↓

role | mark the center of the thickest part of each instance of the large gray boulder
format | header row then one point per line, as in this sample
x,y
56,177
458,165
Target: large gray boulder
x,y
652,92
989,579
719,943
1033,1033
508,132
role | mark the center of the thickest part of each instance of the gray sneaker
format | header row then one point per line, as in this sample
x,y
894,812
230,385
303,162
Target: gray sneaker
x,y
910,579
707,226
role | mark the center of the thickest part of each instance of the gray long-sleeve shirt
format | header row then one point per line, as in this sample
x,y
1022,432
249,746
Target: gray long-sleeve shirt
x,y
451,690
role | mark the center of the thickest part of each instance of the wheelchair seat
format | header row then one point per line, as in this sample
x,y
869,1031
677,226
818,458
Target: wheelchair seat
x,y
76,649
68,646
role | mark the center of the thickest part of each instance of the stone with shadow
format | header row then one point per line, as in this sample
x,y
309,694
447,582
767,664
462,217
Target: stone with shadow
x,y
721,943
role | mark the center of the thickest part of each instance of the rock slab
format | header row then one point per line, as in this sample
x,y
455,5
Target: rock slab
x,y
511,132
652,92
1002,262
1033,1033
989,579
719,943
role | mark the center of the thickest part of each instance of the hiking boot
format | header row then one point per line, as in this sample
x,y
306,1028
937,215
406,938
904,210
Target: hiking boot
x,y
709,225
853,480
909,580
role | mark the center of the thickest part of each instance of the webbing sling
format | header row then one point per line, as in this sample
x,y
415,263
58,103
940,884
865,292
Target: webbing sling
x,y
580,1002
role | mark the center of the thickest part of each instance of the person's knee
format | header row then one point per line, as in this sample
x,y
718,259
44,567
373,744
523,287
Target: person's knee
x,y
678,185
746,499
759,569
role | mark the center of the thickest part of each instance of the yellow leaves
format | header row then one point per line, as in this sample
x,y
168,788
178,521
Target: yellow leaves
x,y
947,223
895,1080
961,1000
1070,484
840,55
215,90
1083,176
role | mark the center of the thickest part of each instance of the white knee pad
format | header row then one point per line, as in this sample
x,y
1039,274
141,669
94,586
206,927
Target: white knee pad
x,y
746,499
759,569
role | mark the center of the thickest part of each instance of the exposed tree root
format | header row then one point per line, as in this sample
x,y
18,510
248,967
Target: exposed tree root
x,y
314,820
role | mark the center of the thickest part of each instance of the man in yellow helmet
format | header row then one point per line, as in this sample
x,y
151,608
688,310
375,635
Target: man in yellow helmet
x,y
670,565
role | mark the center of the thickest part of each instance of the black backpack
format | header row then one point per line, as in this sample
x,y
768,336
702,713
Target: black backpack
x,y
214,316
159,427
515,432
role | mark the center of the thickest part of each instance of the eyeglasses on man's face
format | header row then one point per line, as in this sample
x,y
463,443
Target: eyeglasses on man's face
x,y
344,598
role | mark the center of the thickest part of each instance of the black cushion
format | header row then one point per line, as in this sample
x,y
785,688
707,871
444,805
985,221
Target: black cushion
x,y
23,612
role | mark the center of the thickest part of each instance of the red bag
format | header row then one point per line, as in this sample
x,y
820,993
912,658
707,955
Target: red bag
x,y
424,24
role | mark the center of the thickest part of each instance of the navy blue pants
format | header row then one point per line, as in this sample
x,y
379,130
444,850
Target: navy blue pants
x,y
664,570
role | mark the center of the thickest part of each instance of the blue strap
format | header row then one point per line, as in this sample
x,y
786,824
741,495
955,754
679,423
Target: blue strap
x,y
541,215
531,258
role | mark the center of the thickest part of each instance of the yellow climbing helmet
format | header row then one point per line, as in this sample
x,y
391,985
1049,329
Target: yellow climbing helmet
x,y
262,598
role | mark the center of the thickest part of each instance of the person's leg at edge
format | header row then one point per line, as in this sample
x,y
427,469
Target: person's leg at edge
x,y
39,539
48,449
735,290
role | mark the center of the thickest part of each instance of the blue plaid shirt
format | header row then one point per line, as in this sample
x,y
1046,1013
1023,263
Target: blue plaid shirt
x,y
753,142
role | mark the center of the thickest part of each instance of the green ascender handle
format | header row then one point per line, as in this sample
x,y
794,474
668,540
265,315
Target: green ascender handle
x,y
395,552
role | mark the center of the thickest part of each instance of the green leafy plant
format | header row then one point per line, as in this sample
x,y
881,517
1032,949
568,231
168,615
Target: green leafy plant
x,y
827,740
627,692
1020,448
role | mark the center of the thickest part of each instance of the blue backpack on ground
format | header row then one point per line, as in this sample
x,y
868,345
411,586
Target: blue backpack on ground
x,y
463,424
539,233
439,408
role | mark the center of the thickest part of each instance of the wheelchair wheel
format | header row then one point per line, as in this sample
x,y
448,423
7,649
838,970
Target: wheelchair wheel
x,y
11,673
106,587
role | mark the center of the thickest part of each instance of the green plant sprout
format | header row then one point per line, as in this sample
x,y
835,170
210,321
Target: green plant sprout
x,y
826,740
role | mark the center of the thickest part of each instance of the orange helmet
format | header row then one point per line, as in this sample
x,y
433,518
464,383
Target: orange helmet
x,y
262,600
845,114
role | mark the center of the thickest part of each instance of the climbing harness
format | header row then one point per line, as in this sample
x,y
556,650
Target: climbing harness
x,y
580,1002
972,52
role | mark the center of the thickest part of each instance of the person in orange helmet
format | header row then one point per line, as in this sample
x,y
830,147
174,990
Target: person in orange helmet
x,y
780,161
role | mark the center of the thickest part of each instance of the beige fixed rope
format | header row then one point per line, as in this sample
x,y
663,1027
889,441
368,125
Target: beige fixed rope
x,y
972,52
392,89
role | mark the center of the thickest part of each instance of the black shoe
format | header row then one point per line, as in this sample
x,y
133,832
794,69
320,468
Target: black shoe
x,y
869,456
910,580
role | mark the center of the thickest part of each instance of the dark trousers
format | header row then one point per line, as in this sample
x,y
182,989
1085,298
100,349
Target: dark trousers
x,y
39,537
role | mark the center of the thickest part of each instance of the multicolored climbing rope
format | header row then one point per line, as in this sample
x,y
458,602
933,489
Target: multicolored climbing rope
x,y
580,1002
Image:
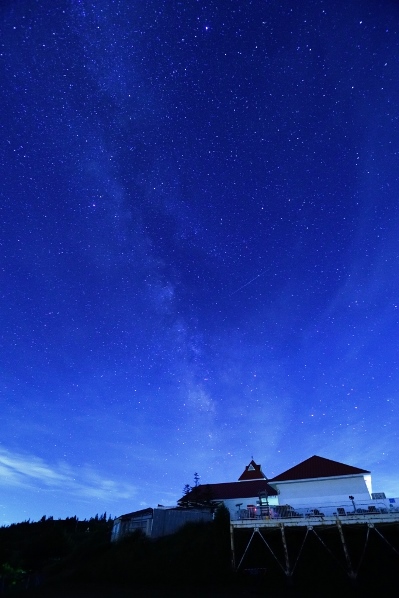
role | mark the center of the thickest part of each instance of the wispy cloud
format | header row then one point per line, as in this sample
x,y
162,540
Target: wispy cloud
x,y
32,472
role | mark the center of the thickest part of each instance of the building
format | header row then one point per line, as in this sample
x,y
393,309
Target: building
x,y
242,498
320,481
157,522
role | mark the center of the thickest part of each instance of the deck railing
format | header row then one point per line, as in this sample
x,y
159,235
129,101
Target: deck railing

↑

Extract exactly the lines between the line containing "of the building" and the end of the data, including both.

• SOLUTION TO THE PROBLEM
role | mark the center of the thickest part of each instance of the building
format | header row then one point per line, as in this sample
x,y
393,309
Target: building
x,y
242,498
320,481
157,522
role | mark the center of the thickest part of each instance of the deck railing
format | header row then one point per line, as in this sample
x,y
159,235
129,101
Target: deck railing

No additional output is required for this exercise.